Give the stretch of the records from the line containing "Habitat-count request: mark the window sill" through the end of the records as a Markdown table with the columns Row and Line, numbering each line and leaving out blank ones.
____ TASK DATA
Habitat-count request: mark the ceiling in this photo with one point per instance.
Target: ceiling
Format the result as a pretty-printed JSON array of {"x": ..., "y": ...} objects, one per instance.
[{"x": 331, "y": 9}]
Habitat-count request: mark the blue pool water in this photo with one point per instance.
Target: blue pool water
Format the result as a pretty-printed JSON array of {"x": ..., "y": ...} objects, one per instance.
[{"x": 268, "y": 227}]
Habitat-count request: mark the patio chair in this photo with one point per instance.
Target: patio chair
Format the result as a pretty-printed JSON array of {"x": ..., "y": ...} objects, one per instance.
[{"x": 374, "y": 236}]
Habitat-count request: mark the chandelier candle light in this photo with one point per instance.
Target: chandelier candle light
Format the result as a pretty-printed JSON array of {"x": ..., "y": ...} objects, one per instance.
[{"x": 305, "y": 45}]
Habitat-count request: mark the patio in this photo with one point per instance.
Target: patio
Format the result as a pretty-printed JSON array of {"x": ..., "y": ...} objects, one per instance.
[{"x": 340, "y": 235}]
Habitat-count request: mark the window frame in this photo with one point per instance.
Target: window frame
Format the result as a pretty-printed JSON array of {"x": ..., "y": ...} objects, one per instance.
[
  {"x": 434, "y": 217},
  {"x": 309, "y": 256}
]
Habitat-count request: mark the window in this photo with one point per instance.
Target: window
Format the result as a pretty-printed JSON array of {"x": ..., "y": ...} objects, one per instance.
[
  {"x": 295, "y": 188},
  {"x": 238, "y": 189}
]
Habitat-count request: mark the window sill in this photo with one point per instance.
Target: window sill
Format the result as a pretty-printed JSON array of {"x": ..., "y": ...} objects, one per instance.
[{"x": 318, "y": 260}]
________
* RESPONSE TO THE TASK
| Row | Line |
|---|---|
| 1 | Habitat-count request: mark the window sill in this photo with one point per instance. |
| 2 | Target: window sill |
| 3 | Format the result as a pretty-printed JSON array of {"x": ..., "y": ...} objects, one per instance. |
| 4 | [{"x": 318, "y": 260}] |